Документ:
Все мы организованно стали отходить к речке. По льду перебирались под минометным обстрелом. Гитлеровцы не оставили нас своей «милостью» и тогда, когда мы уже были на противоположном берегу. От разрывов мин мерзлая земля разлеталась во все стороны, больно била по каскам.
Когда вошли в новое селение, кажется Ульяново, остановились. Самое страшное обнаружилось здесь. Начальник инженерной службы вдруг говорит Суханову:
— Товарищ подполковник, а мы же с вами по нашему минному полю прошли!
И тут я увидел, что Суханов — человек, обычно не терявший присутствия духа ни на секунду, — побледнел как снег. Он знал: если бы кто-нибудь наступил на усик мины во время этого отхода, ни один из нас не уцелел бы.
Потом, когда мы немного освоились на новом месте, начальник штаба полка капитан Величкин, тот, который закидал гранатами вражеских автоматчиков, сел есть суп. Две ложки съел и, смотрим, уронил ложку — уснул. Человек не спал четыре дня. И когда раздался телефонный звонок из штаба дивизии — к тому времени связь была восстановлена, — мы не могли разбудить капитана, как ни старались. Нечеловеческое напряжение переносили люди на войне! И только от того, что они были такими, их ничем нельзя было запугать.

(Записи для указания и разметки)
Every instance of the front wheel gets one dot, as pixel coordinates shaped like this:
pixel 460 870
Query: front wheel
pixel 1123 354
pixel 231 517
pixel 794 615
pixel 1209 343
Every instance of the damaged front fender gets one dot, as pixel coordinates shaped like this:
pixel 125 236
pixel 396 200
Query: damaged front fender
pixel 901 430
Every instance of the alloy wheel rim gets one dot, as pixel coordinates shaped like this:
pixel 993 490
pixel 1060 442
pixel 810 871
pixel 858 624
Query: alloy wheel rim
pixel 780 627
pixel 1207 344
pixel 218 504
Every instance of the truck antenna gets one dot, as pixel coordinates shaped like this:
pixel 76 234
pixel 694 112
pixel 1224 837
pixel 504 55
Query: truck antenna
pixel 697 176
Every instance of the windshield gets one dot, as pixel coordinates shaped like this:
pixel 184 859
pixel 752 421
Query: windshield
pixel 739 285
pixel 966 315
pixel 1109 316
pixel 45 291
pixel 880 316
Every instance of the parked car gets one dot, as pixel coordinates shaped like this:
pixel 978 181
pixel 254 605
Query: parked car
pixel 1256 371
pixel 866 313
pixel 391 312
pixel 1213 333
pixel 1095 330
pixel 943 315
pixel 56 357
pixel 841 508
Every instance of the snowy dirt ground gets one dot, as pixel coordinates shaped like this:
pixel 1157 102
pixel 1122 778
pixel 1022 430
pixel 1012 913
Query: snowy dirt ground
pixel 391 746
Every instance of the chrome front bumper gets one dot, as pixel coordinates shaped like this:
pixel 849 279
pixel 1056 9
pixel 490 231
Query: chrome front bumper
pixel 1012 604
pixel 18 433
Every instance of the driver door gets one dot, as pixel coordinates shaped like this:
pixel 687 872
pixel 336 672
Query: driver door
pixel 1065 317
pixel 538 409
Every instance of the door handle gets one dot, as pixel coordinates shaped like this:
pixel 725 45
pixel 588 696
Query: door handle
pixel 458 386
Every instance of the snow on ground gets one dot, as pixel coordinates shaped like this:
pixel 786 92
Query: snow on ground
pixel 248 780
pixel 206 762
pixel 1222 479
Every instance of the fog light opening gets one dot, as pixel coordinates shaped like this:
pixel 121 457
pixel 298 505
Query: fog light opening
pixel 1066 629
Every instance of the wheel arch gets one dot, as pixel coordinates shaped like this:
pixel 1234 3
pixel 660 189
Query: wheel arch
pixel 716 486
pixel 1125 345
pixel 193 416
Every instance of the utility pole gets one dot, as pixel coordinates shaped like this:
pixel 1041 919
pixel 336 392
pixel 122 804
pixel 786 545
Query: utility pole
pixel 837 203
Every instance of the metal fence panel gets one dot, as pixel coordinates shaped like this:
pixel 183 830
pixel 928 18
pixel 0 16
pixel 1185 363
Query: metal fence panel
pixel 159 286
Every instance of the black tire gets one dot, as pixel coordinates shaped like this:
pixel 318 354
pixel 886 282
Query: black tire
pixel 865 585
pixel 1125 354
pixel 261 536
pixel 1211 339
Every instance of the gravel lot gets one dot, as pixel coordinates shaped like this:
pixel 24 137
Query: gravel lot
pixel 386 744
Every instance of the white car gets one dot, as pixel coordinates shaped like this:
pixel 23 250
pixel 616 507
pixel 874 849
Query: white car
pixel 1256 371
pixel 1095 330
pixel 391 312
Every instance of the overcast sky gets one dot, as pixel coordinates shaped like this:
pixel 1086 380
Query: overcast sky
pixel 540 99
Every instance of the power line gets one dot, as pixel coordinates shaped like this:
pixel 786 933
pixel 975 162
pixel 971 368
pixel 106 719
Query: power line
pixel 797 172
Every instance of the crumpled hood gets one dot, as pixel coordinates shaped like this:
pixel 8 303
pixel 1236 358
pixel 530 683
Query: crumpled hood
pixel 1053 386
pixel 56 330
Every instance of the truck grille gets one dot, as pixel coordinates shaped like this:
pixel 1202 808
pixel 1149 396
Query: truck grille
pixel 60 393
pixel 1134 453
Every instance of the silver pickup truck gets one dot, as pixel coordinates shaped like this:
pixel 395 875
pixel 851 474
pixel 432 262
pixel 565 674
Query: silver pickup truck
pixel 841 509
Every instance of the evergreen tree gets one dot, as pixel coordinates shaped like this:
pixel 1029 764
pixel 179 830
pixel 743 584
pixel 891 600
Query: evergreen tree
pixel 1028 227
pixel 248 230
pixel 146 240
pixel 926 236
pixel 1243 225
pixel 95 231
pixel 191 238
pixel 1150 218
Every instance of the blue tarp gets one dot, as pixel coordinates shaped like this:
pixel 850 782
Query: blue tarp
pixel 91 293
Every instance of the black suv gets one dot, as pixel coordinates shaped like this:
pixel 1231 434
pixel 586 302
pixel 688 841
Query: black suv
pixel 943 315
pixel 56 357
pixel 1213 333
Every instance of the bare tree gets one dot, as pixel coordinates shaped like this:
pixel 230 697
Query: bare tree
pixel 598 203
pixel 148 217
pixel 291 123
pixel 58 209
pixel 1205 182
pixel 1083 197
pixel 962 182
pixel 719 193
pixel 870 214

Задания:
1. Согласуются ли с отрывком о войне утверждения: (a) к речке отходили по льду под минометным обстрелом; (b) капитан Величкин перед тем, как уснуть за супом, не спал три дня; (c) Суханов побледнел, узнав, что отряд прошел по своему минному полю? На каждое ответьте «да» или «нет» и приведите решающие слова отрывка точной цитатой.
2. Перепишите записи от строки с «Every instance of the evergreen» до строки с «pixel 91 293», заменив «evergreen tree» на «pine tree» и оставив все остальное без изменений.

Ответы по порядку:
1.
(a) Да: «По льду перебирались под минометным обстрелом».
(b) Нет: «Человек не спал четыре дня».
(c) Да: «Товарищ подполковник, а мы же с вами по нашему минному полю прошли!» и «побледнел как снег».

2.
Every instance of the pine tree gets one dot, as pixel coordinates shaped like this:
pixel 1029 764
pixel 179 830
pixel 743 584
pixel 891 600
Query: pine tree
pixel 1028 227
pixel 248 230
pixel 146 240
pixel 926 236
pixel 1243 225
pixel 95 231
pixel 191 238
pixel 1150 218
Every instance of the blue tarp gets one dot, as pixel coordinates shaped like this:
pixel 850 782
Query: blue tarp
pixel 91 293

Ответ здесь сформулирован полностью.